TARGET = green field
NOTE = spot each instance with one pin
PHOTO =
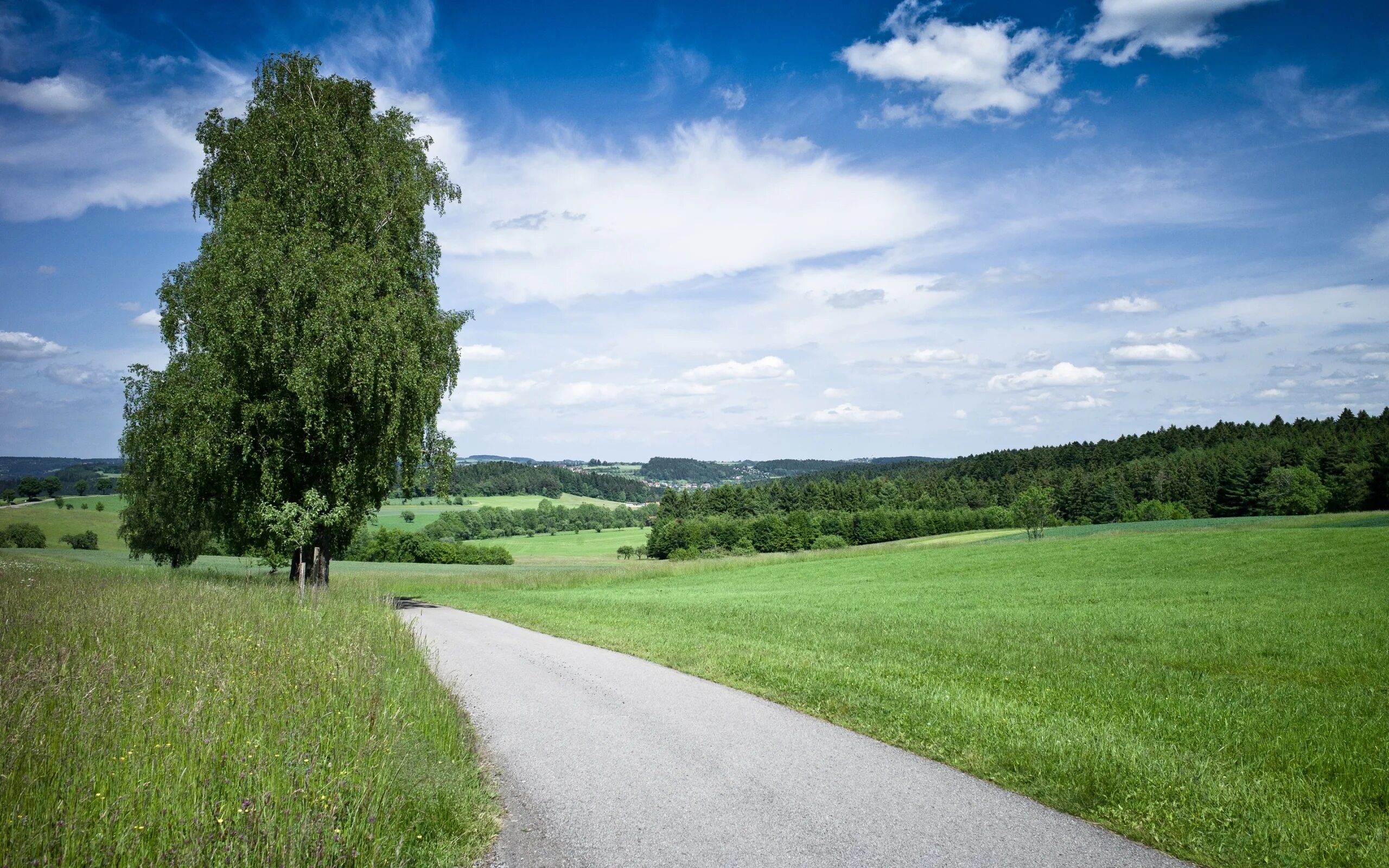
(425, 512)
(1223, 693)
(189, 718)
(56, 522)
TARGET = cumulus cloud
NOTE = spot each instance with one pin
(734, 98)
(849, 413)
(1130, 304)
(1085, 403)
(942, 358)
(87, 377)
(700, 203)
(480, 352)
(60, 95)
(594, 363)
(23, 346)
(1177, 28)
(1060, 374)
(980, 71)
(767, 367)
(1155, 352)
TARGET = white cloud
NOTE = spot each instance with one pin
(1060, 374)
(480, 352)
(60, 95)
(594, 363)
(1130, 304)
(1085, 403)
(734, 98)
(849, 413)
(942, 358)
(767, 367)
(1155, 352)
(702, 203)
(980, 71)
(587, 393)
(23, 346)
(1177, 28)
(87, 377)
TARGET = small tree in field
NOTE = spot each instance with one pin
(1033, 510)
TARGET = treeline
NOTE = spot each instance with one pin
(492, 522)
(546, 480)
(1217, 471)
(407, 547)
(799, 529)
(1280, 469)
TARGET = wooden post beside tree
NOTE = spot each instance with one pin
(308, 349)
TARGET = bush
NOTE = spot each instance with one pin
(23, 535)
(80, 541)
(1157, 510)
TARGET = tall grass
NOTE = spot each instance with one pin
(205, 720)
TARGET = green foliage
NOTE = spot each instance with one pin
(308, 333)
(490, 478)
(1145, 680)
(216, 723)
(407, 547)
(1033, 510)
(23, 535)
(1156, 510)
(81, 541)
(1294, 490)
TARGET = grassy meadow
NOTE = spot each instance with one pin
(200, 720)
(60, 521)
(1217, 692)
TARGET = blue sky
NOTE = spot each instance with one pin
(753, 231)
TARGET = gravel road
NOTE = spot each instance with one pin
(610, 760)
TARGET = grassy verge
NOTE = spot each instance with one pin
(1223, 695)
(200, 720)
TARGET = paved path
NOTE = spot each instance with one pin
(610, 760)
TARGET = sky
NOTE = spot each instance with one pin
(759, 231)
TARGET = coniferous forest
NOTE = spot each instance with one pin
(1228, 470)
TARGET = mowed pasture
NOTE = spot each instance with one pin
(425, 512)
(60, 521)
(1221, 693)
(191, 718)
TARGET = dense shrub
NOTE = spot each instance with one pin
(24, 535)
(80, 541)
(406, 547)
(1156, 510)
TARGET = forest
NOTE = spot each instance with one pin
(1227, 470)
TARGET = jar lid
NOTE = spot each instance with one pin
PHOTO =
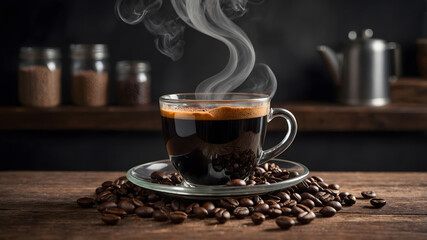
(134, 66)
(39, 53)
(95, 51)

== == ==

Make an exact reproduction of the listing above, without any pictures.

WRITTEN ANSWER:
TARGET = green field
NOTE = spot each instance with one pin
PHOTO =
(425, 512)
(1223, 693)
(189, 718)
(56, 522)
TARGET = cumulus cloud
NOTE = spot each instance with one pin
(734, 98)
(849, 413)
(1130, 304)
(1085, 403)
(942, 358)
(87, 377)
(700, 203)
(480, 352)
(60, 95)
(594, 363)
(23, 346)
(1177, 28)
(1060, 374)
(980, 71)
(767, 367)
(1155, 352)
TARGET = white cloud
NOTE = spot each instance with one pin
(1060, 374)
(480, 352)
(60, 95)
(594, 363)
(1130, 304)
(1085, 403)
(734, 98)
(849, 413)
(942, 358)
(767, 367)
(1155, 352)
(702, 203)
(980, 71)
(587, 393)
(23, 346)
(1177, 28)
(87, 377)
TARGET = small tree in field
NOTE = spot each instance with one pin
(1033, 510)
TARGET = treeline
NOTE = spot each instance with one pin
(492, 522)
(546, 480)
(1217, 471)
(407, 547)
(799, 529)
(1280, 469)
TARGET = wooden post beside tree
NOTE = spot each instance with one pin
(308, 349)
TARGET = bush
NOTE = spot each instance with one pin
(23, 535)
(80, 541)
(1157, 510)
TARGET = tall grass
NOTE = spot each instance with one pin
(205, 720)
TARGET = green foliage
NOTE = spot each instance with one pin
(308, 333)
(490, 478)
(1145, 680)
(216, 723)
(407, 547)
(1033, 510)
(23, 535)
(1156, 510)
(81, 541)
(1294, 490)
TARGET = grassy meadow
NOTE = spot each instance with one pin
(200, 720)
(60, 521)
(1217, 692)
TARGET = blue sky
NOTE = spot each instance with one pin
(753, 231)
TARGET = gravel road
NOTE = spot each instance with one pin
(610, 760)
TARGET = grassy verge
NOTE = spot each instance with one pin
(1223, 695)
(200, 720)
TARGET = paved path
NOTE = spot each instance with one pin
(610, 760)
TARGET = sky
NOTE = spot each instance with one pin
(759, 231)
TARGET = coniferous forest
NOTE = spot each instance with one pin
(1228, 470)
TARGET = mowed pasture
NOTE = spot each instance with one pin
(425, 512)
(60, 521)
(1221, 693)
(191, 718)
TARGET = dense shrub
NOTE = spot each instance with one pin
(24, 535)
(80, 541)
(406, 547)
(1156, 510)
TARGET = forest
NOTE = spot each instance with one pin
(1227, 470)
TARGET = jar lid
NOTE = spot each instance with one pin
PHOTO =
(134, 66)
(39, 53)
(95, 51)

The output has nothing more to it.